Arnold Bennett murió anoche; lo cual me ha dejado más triste de lo que hubiera supuesto. Un hombre amable y auténtico; limitado, un tanto torpe en el vivir; con buenas intenciones; grandote; cariñoso; rudo; sabedor de su rudeza; oscuramente desorientado y en busca de otras cosas; atosigado de éxito; herido en sus sentimientos; ávido; de palabra premiosa; intolerablemente prosaico; con cierta dignidad; entregado a la literatura; pero siempre estafado, engañado por el esplendor y por el éxito; aunque ingenuo; un viejo latoso; un egotista; muy a merced de la vida, a pesar de su competencia; una visión de la literatura propia de tendero; aunque dominando sus rudimentos, cubiertos de grasa y de prosperidad y por el deseo de horribles muebles Imperio; con sensibilidad. Cierta capacidad de verdadera comprensión, así como un gigantesco poder de absorción. Estas son las ideas que se me ocurren a arrebatos y sacudidas, mientras esta mañana estoy ahí sentada haciendo periodismo; recuerdo su firme decisión de escribir mil palabras todos los días […] Es extraño observar cuánto lamenta una la desaparición de una persona que causaba la impresión, tal como he dicho, de ser auténtica; que estaba en directo contacto con la vida, por cuanto me trató mal; y casi deseo que pudiera seguir tratándome mal; y yo tratándole mal. Un elemento de la vida –incluso de la mía, tan remota- que nos ha sido arrancado. Esto es lo que más importa.

miércoles, 26 de noviembre de 2014

Virginia busca palabras

Virginia busca palabras. En las estanterías, en lo alto de los armarios, debajo de las alfombras. Virginia busca palabras. En la espalda de Leonard cuando trabaja, en la mirada hermosa de su perro, en el murmullo del bosque. A veces no las encuentra y tiene que irse lejos. Parece que su mirada está perdida, pero lo que ocurre es que  está viajando.  Después regresa, viene caminando, cansada, con su cargamento de palabras.
Virginia se encierra en su cuarto. Las palabras son niñas inquietas, no paran de moverse, lo tocan todo. Se suben a la ventana, mueven la lámpara, se esconden debajo de la mesa.  Se ríen, las palabras. Como  no se toman nada en serio, a Virginia le toca organizarlo todo; dar órdenes, pedir silencio, detener juegos. Es agotador. En realidad Virginia preferiría ser una palabra y estar  colgada de las cortinas balaceándose.  Pero de repente una frase viene a ayudarla

No puedo moverme sin desplazar de su lugar el peso de los siglos. Flechas, un millón de flechas, me atraviesan. La burla y el ridículo me desgarran. Yo, capaz de recibir las tempestades en mi pecho, capaz de dejar alegremente   que el granizo me cubra, quedo inmovilizada, aquí. Quedo en evidencia. El tigre salta. Con sus látigos las lenguas se dirigen a mí. Móviles, incesantemente, las lenguas se agitan sobre mí. He de defenderme con mentiras. ¿Qué amuleto hay contra semejante mal?

- _Datos extraídos_:
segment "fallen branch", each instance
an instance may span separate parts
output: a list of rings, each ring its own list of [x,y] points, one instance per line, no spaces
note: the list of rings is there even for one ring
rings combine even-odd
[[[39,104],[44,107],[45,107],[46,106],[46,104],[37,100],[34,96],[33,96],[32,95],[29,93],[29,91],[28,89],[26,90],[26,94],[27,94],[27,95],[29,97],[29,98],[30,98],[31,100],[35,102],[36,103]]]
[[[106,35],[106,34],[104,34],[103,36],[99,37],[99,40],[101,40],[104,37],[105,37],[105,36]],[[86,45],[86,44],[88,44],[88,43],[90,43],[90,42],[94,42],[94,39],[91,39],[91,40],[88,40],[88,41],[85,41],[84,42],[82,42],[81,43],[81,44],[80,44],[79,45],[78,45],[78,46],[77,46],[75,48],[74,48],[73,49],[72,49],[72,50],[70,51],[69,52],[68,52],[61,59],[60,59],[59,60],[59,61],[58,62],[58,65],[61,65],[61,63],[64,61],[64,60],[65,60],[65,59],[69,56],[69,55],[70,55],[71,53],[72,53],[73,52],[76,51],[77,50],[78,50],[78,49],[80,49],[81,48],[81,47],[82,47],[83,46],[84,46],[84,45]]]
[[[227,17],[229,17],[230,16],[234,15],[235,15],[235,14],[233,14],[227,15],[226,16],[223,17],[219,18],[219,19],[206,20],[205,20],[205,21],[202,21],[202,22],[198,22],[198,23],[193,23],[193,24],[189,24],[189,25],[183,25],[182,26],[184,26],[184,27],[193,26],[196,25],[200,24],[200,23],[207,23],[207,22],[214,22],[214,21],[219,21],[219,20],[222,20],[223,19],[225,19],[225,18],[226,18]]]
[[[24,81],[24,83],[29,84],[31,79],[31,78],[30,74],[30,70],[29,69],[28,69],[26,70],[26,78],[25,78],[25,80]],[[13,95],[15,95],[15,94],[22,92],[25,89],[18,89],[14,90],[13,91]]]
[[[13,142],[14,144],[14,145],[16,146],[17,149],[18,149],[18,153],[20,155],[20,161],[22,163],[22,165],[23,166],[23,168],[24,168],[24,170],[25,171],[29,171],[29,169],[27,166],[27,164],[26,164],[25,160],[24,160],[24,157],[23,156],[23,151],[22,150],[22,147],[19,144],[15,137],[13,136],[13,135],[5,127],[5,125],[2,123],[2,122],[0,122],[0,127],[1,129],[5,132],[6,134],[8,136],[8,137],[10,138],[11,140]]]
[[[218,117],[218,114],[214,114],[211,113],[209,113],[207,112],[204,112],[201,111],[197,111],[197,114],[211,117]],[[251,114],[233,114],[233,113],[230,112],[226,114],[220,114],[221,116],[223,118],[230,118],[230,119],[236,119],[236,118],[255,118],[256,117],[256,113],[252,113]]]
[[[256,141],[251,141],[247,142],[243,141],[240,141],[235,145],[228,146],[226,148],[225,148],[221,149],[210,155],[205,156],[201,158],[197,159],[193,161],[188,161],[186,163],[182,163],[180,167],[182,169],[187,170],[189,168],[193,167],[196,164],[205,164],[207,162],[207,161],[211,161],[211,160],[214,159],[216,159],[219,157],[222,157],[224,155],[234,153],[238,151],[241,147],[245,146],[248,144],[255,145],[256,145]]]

- _Tu tarea_: Transcribe del texto de lectura el fragmento que se abre con las palabras "No puedo moverme" y se cierra con "contra semejante mal?".

- _Solución de tarea_:
No puedo moverme sin desplazar de su lugar el peso de los siglos. Flechas, un millón de flechas, me atraviesan. La burla y el ridículo me desgarran. Yo, capaz de recibir las tempestades en mi pecho, capaz de dejar alegremente   que el granizo me cubra, quedo inmovilizada, aquí. Quedo en evidencia. El tigre salta. Con sus látigos las lenguas se dirigen a mí. Móviles, incesantemente, las lenguas se agitan sobre mí. He de defenderme con mentiras. ¿Qué amuleto hay contra semejante mal?